══ Supplied material ══

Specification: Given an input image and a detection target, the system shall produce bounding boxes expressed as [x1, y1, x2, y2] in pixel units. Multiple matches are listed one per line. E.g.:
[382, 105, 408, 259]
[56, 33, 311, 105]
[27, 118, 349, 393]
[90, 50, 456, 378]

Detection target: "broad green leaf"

═══

Work to do => Please rewrite the lines above as a numbered list, leaving out the blank line.

Response for this exercise =>
1. Specification: Given an input image and a detection target, the system shall produce bounding boxes expressed as [x1, y1, x2, y2] in pixel units. Multiple matches are listed one per line. E.g.:
2. [382, 105, 408, 259]
3. [56, 33, 311, 105]
4. [27, 118, 349, 393]
5. [90, 50, 456, 378]
6. Detection target: "broad green leaf"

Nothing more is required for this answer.